(Extracted material Opens)
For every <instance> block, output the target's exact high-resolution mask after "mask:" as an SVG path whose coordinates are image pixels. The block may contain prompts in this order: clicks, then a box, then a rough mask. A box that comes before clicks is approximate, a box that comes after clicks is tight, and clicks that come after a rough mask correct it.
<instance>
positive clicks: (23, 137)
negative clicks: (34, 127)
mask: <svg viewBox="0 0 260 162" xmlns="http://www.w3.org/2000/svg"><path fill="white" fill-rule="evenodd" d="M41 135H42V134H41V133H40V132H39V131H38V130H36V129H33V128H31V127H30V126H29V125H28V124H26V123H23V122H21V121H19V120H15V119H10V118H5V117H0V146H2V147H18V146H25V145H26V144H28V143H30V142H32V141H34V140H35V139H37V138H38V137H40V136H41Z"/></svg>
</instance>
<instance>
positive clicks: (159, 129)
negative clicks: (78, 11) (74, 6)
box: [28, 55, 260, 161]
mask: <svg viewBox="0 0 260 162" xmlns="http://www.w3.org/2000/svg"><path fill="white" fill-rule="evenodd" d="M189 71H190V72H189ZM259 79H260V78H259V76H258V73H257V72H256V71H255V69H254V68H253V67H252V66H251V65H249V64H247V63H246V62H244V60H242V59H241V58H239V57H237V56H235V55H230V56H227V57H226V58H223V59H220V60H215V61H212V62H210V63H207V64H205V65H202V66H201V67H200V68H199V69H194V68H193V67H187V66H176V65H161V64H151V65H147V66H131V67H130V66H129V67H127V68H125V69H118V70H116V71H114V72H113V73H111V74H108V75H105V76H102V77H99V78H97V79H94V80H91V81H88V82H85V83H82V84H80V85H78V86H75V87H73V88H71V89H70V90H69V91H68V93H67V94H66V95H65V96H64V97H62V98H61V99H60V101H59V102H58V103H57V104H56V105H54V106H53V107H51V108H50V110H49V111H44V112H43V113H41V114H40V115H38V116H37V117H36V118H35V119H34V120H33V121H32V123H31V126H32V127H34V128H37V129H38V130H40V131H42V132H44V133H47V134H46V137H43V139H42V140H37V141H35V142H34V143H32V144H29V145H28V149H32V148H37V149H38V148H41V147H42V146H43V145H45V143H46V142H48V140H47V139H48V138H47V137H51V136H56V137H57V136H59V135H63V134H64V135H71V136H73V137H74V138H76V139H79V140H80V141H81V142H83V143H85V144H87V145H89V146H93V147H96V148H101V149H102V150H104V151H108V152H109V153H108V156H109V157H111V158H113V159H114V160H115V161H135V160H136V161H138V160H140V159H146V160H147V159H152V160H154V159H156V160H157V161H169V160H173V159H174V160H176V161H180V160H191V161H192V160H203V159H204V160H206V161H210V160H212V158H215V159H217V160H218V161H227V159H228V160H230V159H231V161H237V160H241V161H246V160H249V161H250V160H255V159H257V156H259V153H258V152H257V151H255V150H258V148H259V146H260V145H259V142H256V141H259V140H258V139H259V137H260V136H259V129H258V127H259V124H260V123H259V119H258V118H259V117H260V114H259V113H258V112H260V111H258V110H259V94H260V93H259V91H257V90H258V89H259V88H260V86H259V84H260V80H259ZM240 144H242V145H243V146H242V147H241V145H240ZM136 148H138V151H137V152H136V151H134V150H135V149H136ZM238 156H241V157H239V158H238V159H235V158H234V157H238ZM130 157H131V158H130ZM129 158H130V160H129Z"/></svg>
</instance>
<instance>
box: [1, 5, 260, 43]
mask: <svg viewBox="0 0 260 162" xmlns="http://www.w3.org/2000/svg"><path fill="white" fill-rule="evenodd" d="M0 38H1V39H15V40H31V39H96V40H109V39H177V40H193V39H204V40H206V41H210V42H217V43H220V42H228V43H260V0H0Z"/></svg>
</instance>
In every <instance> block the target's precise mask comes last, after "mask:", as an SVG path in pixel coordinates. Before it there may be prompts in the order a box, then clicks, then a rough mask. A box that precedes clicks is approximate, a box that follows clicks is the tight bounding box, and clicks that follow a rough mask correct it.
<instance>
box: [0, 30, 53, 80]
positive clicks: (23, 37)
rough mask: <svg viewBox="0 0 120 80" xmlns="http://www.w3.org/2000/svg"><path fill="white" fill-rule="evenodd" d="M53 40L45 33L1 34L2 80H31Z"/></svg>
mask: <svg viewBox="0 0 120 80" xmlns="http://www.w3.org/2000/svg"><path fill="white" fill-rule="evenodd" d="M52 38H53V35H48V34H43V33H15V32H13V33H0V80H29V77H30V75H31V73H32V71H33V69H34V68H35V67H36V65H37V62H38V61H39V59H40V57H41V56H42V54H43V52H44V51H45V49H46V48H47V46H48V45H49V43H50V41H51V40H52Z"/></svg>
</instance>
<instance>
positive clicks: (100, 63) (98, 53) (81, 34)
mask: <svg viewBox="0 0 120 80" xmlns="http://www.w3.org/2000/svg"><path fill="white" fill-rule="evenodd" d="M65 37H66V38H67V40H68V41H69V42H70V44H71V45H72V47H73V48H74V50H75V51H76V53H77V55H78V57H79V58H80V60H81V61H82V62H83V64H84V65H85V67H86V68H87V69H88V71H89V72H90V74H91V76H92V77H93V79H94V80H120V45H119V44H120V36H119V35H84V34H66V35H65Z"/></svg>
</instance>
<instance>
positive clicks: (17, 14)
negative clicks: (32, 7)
(Extracted material Closes)
• Problem to work on: Repeat the listing exactly, leaving nothing out.

• Task answer:
For every <instance> block, output the target's exact high-resolution mask after "mask:" as an SVG path whose coordinates are image pixels. The block may contain prompts in this order: clicks, then a box, then a rough mask. A box that comes before clicks is approximate, a box that comes after clicks is tight, and clicks that come after a rough mask correct it.
<instance>
positive clicks: (23, 137)
negative clicks: (34, 127)
mask: <svg viewBox="0 0 260 162" xmlns="http://www.w3.org/2000/svg"><path fill="white" fill-rule="evenodd" d="M41 135H42V134H41V133H40V132H39V131H38V130H36V129H33V128H31V127H30V126H29V125H28V124H26V123H23V122H21V121H19V120H15V119H10V118H5V117H0V146H2V147H18V146H25V145H26V144H28V143H30V142H32V141H34V140H35V139H37V138H38V137H40V136H41Z"/></svg>
</instance>
<instance>
positive clicks: (159, 129)
negative clicks: (78, 11) (74, 6)
box: [28, 55, 260, 161]
mask: <svg viewBox="0 0 260 162" xmlns="http://www.w3.org/2000/svg"><path fill="white" fill-rule="evenodd" d="M189 71H190V72H189ZM259 79H260V78H259V76H258V73H257V72H256V71H255V69H254V68H253V67H252V66H251V65H249V64H247V63H246V62H244V60H242V59H241V58H239V57H237V56H235V55H230V56H227V57H226V58H223V59H220V60H215V61H212V62H210V63H207V64H205V65H202V66H201V67H200V68H199V69H194V68H193V67H187V66H176V65H161V64H151V65H147V66H131V67H130V66H129V67H127V68H125V69H118V70H116V71H114V72H113V73H111V74H108V75H105V76H102V77H99V78H97V79H94V80H91V81H88V82H85V83H82V84H80V85H78V86H75V87H73V88H71V89H70V90H69V91H68V93H67V94H66V95H65V96H64V97H62V98H61V99H60V101H59V102H58V103H57V104H56V105H54V106H53V107H51V108H50V110H49V111H44V112H43V113H41V114H40V115H38V116H37V117H36V118H35V119H34V120H33V121H32V123H31V126H32V127H34V128H37V129H38V130H40V131H42V132H44V133H47V134H46V137H43V139H42V140H37V141H35V142H34V143H32V144H29V145H28V149H32V148H37V149H38V148H41V147H42V146H43V145H45V143H46V142H48V140H47V139H48V138H47V137H51V136H56V137H57V136H59V135H63V134H64V135H71V136H73V137H74V138H76V139H79V140H80V141H81V142H83V143H85V144H87V145H89V146H93V147H96V148H101V149H102V150H104V151H108V152H109V153H108V156H109V157H111V158H113V159H114V160H115V161H135V160H136V161H138V160H140V159H146V160H147V159H152V160H154V159H156V160H157V161H169V160H173V159H174V160H176V161H180V160H191V161H192V160H203V159H204V160H206V161H210V160H212V158H215V159H217V160H218V161H227V159H228V160H230V159H231V161H237V160H241V161H246V160H249V161H250V160H255V159H257V156H259V153H258V152H257V151H255V150H258V148H259V146H260V145H259V142H256V141H259V140H258V139H259V137H260V136H259V129H258V127H259V124H260V123H259V119H258V118H259V117H260V114H259V113H258V112H260V111H258V110H259V94H260V93H259V91H257V90H258V89H259V88H260V86H259V84H260V80H259ZM240 144H242V145H243V146H242V147H241V145H240ZM136 148H138V151H137V152H136V151H134V150H135V149H136ZM238 156H241V157H239V158H238V159H235V158H234V157H238ZM130 157H131V158H130ZM129 158H130V160H129Z"/></svg>
</instance>
<instance>
box: [1, 5, 260, 43]
mask: <svg viewBox="0 0 260 162" xmlns="http://www.w3.org/2000/svg"><path fill="white" fill-rule="evenodd" d="M0 38H1V39H15V40H31V39H96V40H109V39H177V40H193V39H204V40H206V41H210V42H217V43H220V42H228V43H260V0H0Z"/></svg>
</instance>
In every <instance> block the target's precise mask comes last, after "mask:", as an SVG path in pixel coordinates. Before it there may be prompts in the order a box, then clicks, then a rough mask. A box that precedes clicks is approximate, a box that follows clicks is the tight bounding box, and clicks that follow a rough mask correct it.
<instance>
box: [0, 30, 53, 80]
positive clicks: (23, 37)
rough mask: <svg viewBox="0 0 120 80" xmlns="http://www.w3.org/2000/svg"><path fill="white" fill-rule="evenodd" d="M53 40L45 33L1 34L2 80H31Z"/></svg>
mask: <svg viewBox="0 0 120 80" xmlns="http://www.w3.org/2000/svg"><path fill="white" fill-rule="evenodd" d="M52 38H53V35H48V34H43V33H15V32H13V33H0V80H29V77H30V75H31V73H32V71H33V69H34V68H35V67H36V65H37V62H38V61H39V59H40V57H41V56H42V54H43V52H44V51H45V49H46V48H47V46H48V45H49V43H50V41H51V40H52Z"/></svg>
</instance>
<instance>
positive clicks: (100, 63) (98, 53) (81, 34)
mask: <svg viewBox="0 0 120 80" xmlns="http://www.w3.org/2000/svg"><path fill="white" fill-rule="evenodd" d="M65 37H66V38H67V40H68V41H69V42H70V44H71V45H72V47H73V48H74V50H75V51H76V53H77V55H78V57H79V58H80V60H81V61H82V62H83V64H84V65H85V67H86V68H87V69H88V71H89V72H90V74H91V76H92V77H93V79H94V80H120V45H119V44H120V36H119V35H84V34H66V35H65Z"/></svg>
</instance>
<instance>
positive clicks: (17, 14)
negative clicks: (32, 7)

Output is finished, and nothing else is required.